As someone who has actually written UTF-8/UTF-16 conversion code, I can immediately tell you which one is far easier to implement: UTF-16. The number of valid cases is basically halved, and the number of error cases in UTF-16 is a fraction of those in UTF-8. Put another way, there are plenty more invalid UTF-8 sequences than invalid UTF-16 sequences.


I agree that UTF-16 is slightly simpler to parse, but compared to everything else you need for Unicode-aware string processing, both are completely trivial.

In any case, the discussion here is the appropriate string API, and the relative difficulty of working with those. Exposing UTF-8 versus UTF-16 changes essentially nothing: in both cases you need to either deal with non-integer indexes or deal with integer indexes where not all values are valid.

Good string APIs are hard. Most Unicode-aware languages pick one particular encoding and then toss the programmer in the deep end with it.

The only language I've seen get it vaguely correct is Swift. (I'm sure there are others, but it's definitely not common.) Swift strings provide multiple views, so you can work with UTF-8, UTF-16, UTF-32, or grapheme clusters, as you need. It doesn't allow using integer indexes directly, so you have to confront the fact that indexing is actually non-trivial. Swift 3 requires using views, and Swift 4 makes the String type itself a sequence of grapheme clusters, which is usually the correct answer to the question of "what unit do you want to work with?"


> Swift 4 makes the String type itself a sequence of grapheme clusters, which is usually the correct answer to the question of "what unit do you want to work with?"

In my experience, I have not yet found a case where I ever wanted to use grapheme clusters. Most algorithms want to iterate over Unicode codepoints (e.g., displaying fonts). Even in display cases, grapheme clusters isn't necessarily the right thing to use for the backspace key or left/right motion.


When would you use something other than grapheme clusters for backspace or arrow keys?


This whole argument is about whether a language's built in string support should use UTF-8. There is no way that you could build a JavaScript engine where you'd even notice the additional complexity of UTF-8 compared to everything else you have to get right (and yes I've had to handle UTF-8 decoding directly before).

Plus I'm pretty sure all the major JavaScript engines (V8 for sure) already know how to handle UTF-8 since that's the encoding most scripts come from.


So you're looking at up to four times as many chars per code point to take into account, but you still claim it's mostly the same thing. Good luck with the lobbying then, I think we're going to have to agree to disagree on this one.


Can you describe an operation (other than "count the number of UTF-16 code units") which is easier to code for UTF-16 than UTF-8?


Yes, the most important operation: string validation!

[Stored dataset items]
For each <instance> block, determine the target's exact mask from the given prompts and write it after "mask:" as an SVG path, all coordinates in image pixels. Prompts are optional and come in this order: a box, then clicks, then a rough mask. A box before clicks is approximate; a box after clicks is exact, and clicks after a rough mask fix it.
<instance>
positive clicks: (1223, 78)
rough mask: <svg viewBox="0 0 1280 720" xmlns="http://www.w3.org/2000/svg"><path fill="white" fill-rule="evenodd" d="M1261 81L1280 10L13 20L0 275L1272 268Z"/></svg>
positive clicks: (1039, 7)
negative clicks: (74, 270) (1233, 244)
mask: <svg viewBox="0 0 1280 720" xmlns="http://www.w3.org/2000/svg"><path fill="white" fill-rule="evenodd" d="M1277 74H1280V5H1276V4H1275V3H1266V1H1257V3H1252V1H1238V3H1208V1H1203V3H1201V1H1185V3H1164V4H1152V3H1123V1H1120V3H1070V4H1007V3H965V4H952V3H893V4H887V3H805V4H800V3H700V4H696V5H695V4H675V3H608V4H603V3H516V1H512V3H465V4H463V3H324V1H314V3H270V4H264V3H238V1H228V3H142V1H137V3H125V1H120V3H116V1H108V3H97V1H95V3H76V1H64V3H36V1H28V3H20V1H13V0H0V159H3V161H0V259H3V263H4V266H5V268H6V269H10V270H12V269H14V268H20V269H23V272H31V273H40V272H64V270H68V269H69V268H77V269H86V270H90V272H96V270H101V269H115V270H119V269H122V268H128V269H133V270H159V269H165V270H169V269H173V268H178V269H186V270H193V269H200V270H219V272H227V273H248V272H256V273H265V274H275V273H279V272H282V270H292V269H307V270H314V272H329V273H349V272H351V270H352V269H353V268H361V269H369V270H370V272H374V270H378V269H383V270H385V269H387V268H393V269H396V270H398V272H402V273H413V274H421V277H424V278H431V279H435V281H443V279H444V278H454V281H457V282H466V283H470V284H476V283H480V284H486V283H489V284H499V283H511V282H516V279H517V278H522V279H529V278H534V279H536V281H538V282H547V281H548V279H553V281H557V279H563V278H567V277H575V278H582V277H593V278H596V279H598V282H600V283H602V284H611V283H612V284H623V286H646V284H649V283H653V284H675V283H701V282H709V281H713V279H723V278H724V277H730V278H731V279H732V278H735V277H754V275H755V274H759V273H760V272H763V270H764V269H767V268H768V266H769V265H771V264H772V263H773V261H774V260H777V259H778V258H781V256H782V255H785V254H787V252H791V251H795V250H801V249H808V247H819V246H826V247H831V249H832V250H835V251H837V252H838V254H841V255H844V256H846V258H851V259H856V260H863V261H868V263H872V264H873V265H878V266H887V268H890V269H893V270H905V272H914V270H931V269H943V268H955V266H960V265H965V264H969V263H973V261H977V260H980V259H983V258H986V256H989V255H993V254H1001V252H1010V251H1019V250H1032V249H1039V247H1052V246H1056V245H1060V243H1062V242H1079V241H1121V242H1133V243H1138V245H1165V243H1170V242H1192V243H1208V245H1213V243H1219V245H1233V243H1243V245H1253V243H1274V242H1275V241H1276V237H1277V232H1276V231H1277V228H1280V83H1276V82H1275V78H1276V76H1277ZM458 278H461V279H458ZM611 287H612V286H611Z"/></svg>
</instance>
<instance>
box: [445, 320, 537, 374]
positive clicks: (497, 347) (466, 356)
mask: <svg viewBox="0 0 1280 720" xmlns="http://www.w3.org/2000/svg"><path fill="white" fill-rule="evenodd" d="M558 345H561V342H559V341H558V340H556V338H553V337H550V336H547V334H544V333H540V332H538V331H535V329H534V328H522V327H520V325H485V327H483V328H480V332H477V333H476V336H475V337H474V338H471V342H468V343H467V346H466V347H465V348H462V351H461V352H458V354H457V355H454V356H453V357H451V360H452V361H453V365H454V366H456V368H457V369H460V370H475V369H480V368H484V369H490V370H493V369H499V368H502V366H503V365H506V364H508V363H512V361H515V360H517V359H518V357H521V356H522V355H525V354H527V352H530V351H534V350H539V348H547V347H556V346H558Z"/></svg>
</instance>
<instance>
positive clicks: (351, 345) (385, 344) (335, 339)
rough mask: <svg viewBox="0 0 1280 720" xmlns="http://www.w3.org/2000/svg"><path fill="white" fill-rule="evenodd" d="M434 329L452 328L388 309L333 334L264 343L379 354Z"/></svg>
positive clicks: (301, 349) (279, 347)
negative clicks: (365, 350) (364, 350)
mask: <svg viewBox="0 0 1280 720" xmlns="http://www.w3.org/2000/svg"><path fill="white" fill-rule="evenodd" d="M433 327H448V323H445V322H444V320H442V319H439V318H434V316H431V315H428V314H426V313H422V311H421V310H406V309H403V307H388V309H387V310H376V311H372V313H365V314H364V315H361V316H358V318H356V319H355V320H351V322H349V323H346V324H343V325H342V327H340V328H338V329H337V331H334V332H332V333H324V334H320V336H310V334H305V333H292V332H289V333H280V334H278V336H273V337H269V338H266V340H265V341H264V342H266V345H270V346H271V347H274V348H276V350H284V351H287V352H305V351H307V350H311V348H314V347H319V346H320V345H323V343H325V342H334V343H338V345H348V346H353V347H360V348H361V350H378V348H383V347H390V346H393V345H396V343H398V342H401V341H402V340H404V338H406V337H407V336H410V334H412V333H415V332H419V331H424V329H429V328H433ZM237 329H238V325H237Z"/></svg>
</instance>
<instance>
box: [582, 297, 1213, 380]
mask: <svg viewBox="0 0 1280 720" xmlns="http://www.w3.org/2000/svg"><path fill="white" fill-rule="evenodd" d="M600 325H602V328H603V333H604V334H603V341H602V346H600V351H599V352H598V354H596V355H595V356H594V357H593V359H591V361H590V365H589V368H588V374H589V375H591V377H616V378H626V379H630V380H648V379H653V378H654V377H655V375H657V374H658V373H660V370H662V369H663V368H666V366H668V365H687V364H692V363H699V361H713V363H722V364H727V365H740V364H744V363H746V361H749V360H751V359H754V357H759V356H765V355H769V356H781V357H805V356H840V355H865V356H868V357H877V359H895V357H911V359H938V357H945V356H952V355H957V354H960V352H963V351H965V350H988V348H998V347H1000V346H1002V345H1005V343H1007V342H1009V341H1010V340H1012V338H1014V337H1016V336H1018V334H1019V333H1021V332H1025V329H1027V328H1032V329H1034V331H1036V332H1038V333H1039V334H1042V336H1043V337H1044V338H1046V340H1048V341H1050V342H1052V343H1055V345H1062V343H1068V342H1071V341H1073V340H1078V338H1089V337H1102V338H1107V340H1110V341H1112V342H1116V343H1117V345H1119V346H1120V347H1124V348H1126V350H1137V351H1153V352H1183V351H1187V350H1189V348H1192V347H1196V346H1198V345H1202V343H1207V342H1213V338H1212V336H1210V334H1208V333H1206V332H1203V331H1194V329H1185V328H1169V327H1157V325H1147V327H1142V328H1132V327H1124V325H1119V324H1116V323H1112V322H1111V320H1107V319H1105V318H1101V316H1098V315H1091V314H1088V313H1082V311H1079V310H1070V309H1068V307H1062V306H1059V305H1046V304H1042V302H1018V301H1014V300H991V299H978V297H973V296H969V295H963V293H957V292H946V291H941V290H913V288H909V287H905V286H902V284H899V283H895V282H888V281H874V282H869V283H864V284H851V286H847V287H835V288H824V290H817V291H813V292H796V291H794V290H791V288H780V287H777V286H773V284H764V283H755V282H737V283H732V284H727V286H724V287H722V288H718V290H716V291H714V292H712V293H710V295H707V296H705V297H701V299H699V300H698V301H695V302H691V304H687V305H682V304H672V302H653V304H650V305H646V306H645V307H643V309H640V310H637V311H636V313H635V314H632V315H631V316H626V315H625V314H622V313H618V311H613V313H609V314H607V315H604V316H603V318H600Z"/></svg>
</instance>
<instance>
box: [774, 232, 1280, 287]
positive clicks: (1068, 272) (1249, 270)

• Task statement: Reproduce the passage of the UTF-8 and UTF-16 discussion starting at "So you're looking" and ending at "operation: string validation!".

• Exercise solution:
So you're looking at up to four times as many chars per code point to take into account, but you still claim it's mostly the same thing. Good luck with the lobbying then, I think we're going to have to agree to disagree on this one.


Can you describe an operation (other than "count the number of UTF-16 code units") which is easier to code for UTF-16 than UTF-8?


Yes, the most important operation: string validation!